### PROVIDED TEXT
What is Proposition 2, anyway?

New rule would make it easier for elected officials to do business with the city

City custodial staff member Bradlee Shapleigh disinfects one of the hand-washing sinks that were installed at Cordova Harbor in 2020. The sinks have since been removed. (May 5, 2020) Photo by Zachary Snowdon Smith/The Cordova Times

Proposition 2, which will appear on the ballot for the March 2 Cordova General Election, has left some voters scratching their heads.

“Who writes this kind of stuff?” one Cordovan commented on Facebook. “I’m voting against it because I can’t understand what they’re saying.”

The carefully phrased 190-word proposition would allow certain officials to do business with the city under circumstances in which business is currently prohibited. The Cordova City Charter allows elected officials or the city manager to enter into business with the city only through a competitive procurement process. This process includes measures ensuring that elected officials will not be granted an undue advantage as a result of their office. However, the competitive procurement process is only required for jobs costing $25,000 or more. Because elected officials and the city manager cannot be hired for work outside of the competitive procurement process, this effectively prevents them from doing jobs for the city costing less than $25,000, city public relations manager Curtis Fincher said.

### DATA EXTRACT
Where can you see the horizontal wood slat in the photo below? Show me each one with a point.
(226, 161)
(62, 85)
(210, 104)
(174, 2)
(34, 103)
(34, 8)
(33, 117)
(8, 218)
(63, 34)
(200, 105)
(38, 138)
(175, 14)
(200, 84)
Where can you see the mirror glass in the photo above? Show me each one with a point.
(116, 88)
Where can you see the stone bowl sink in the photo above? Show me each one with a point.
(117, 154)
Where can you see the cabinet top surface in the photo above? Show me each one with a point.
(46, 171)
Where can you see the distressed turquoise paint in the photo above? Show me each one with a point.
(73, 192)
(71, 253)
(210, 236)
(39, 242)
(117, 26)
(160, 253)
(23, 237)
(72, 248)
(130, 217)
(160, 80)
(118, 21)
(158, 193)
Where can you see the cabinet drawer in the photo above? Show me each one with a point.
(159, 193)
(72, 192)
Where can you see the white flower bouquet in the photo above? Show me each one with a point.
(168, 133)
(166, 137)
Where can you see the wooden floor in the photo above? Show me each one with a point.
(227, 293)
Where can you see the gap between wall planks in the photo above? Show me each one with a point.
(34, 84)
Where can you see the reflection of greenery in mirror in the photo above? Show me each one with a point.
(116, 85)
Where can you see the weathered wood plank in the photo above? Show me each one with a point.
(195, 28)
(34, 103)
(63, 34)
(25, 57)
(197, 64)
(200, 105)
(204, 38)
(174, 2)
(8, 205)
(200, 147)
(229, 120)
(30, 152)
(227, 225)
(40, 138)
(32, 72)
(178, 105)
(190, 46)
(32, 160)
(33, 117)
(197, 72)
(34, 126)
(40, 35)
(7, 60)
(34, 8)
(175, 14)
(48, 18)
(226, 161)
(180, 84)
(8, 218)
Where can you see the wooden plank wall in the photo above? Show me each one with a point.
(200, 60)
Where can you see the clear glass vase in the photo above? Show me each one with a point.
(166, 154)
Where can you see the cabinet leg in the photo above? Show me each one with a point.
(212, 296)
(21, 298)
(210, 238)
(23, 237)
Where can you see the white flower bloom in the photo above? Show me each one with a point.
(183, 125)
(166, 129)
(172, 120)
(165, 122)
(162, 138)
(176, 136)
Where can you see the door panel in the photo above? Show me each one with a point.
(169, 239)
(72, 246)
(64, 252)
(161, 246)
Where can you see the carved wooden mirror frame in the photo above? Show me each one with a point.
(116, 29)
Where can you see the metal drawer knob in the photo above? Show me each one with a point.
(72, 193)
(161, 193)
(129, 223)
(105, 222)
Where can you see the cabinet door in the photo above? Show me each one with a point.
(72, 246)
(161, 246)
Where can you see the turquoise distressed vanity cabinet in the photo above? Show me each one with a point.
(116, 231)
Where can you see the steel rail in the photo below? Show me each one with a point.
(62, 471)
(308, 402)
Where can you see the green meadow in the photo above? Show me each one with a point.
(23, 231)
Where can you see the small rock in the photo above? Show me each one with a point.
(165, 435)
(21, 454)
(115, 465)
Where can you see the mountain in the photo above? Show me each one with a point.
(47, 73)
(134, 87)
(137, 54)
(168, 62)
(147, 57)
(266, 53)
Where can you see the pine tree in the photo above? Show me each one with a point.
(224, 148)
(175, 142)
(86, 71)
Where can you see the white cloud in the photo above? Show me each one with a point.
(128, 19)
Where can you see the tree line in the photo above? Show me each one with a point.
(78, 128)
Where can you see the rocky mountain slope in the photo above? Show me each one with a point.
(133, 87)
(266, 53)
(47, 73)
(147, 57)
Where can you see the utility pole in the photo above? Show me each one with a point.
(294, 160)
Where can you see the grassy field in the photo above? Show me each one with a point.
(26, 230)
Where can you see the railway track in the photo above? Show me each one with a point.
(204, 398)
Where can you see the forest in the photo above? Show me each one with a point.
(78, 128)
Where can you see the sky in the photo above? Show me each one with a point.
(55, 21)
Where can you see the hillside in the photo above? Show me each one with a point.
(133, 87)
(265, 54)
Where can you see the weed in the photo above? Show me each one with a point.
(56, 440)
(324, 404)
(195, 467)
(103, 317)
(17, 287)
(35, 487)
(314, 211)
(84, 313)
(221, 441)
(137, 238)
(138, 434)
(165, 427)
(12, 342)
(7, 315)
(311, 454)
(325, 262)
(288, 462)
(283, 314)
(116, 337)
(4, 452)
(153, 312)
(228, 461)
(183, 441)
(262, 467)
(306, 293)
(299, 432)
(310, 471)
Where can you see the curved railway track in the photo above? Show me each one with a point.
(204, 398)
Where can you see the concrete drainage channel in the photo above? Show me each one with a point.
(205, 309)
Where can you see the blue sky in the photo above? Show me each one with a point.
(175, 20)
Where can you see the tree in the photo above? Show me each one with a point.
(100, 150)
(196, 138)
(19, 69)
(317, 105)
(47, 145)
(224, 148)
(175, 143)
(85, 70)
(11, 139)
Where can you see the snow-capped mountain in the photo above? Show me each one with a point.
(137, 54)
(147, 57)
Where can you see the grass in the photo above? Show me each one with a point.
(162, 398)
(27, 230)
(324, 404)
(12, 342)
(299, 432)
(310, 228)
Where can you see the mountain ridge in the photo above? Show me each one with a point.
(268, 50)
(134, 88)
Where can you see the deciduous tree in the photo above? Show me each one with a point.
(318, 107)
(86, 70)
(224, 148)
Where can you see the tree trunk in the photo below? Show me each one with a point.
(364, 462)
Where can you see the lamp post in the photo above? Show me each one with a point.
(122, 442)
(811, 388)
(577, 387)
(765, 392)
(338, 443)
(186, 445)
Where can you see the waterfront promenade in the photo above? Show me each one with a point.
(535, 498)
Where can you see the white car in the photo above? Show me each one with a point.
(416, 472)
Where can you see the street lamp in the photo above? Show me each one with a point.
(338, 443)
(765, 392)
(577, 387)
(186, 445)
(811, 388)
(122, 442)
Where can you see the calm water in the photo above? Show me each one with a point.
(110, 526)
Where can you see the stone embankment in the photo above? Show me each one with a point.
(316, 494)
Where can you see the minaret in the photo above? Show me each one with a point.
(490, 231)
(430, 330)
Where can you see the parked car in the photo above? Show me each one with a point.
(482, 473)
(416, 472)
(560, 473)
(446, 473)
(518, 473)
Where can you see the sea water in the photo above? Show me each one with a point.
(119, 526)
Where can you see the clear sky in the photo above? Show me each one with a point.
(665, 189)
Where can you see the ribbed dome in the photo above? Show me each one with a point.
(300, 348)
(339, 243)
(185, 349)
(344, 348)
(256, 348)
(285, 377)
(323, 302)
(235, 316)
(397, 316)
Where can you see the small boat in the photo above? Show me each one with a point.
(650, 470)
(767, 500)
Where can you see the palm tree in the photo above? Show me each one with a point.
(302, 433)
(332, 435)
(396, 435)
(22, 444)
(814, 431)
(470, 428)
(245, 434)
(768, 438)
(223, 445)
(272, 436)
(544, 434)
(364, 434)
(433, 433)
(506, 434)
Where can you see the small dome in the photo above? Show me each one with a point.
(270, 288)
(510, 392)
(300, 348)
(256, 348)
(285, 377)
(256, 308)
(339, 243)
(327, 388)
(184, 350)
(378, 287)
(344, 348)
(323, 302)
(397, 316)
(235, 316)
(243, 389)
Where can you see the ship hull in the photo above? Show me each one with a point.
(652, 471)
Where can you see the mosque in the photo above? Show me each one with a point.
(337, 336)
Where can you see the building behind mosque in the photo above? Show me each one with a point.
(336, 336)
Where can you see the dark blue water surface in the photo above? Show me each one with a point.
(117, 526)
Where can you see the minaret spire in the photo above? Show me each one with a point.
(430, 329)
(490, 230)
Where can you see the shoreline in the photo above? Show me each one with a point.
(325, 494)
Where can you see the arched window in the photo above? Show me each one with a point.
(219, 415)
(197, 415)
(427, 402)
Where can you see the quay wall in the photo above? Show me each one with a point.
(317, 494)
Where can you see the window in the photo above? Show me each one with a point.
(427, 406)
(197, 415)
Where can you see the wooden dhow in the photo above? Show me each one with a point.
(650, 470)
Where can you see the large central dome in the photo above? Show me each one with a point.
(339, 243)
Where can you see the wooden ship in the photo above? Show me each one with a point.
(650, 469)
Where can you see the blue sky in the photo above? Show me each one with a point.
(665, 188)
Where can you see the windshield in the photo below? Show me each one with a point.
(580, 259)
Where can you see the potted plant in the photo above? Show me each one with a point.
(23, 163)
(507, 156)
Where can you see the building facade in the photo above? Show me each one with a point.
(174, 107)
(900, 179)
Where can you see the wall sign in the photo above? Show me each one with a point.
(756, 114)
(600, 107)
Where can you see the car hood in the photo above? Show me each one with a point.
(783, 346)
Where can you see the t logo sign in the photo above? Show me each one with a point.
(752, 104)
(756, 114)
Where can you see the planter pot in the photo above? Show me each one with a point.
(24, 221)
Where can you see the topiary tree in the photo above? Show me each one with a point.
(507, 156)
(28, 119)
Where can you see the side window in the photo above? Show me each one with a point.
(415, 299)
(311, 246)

### EXERCISE SET
a. In the article on Proposition 2, at what job cost does the competitive procurement process become required?
b. Reproduce the passage of the article on Proposition 2 from "The carefully phrased" to "Curtis Fincher said." word for word.

### RESPONSES TO THE EXERCISE
a. It is required for jobs costing $25,000 or more.

b.
The carefully phrased 190-word proposition would allow certain officials to do business with the city under circumstances in which business is currently prohibited. The Cordova City Charter allows elected officials or the city manager to enter into business with the city only through a competitive procurement process. This process includes measures ensuring that elected officials will not be granted an undue advantage as a result of their office. However, the competitive procurement process is only required for jobs costing $25,000 or more. Because elected officials and the city manager cannot be hired for work outside of the competitive procurement process, this effectively prevents them from doing jobs for the city costing less than $25,000, city public relations manager Curtis Fincher said.